━━━ Material supplied
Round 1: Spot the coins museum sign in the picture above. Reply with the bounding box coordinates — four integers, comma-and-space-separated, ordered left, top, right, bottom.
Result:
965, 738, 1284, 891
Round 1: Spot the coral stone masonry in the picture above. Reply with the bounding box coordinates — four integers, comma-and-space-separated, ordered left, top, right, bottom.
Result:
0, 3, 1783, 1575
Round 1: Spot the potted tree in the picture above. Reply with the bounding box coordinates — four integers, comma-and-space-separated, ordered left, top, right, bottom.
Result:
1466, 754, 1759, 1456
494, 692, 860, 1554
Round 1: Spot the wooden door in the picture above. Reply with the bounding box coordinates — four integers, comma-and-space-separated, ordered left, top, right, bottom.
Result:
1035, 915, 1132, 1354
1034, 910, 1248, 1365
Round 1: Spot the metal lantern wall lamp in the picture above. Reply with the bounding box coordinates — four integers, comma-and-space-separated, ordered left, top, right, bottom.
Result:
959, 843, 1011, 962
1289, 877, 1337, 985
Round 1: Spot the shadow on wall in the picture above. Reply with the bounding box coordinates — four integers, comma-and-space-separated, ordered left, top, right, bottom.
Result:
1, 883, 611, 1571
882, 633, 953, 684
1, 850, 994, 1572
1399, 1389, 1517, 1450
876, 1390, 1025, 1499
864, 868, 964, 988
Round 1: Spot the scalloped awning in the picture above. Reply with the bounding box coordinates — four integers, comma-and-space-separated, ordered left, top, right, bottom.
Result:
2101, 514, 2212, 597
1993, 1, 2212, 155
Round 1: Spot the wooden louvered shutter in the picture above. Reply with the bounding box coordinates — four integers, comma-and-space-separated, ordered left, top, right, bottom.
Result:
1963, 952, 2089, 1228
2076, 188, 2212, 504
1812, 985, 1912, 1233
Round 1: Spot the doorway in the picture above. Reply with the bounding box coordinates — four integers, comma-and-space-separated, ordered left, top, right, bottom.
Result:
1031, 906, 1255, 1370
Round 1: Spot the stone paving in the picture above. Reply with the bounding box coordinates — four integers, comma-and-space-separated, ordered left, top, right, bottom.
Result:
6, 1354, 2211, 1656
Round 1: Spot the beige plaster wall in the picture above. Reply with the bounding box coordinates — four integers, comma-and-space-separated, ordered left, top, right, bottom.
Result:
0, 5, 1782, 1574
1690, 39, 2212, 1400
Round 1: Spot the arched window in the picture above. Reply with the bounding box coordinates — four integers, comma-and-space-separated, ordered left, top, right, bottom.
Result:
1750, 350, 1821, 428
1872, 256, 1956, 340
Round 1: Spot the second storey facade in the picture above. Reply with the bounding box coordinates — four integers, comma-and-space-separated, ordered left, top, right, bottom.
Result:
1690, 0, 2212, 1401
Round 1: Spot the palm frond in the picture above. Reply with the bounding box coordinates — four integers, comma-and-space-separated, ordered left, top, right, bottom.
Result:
━━━━━━
### What the exercise asks
Look over the records above and copy each line that includes the string "stone".

### Exercise answer
Round 1: Spot the coral stone masonry in the picture above. Reply with the bounding box coordinates — four integers, comma-and-space-separated, ordered left, top, right, bottom.
Round 1: Spot the stone paving in the picture above. Reply with the bounding box coordinates — four integers, comma-and-space-separated, ordered left, top, right, bottom.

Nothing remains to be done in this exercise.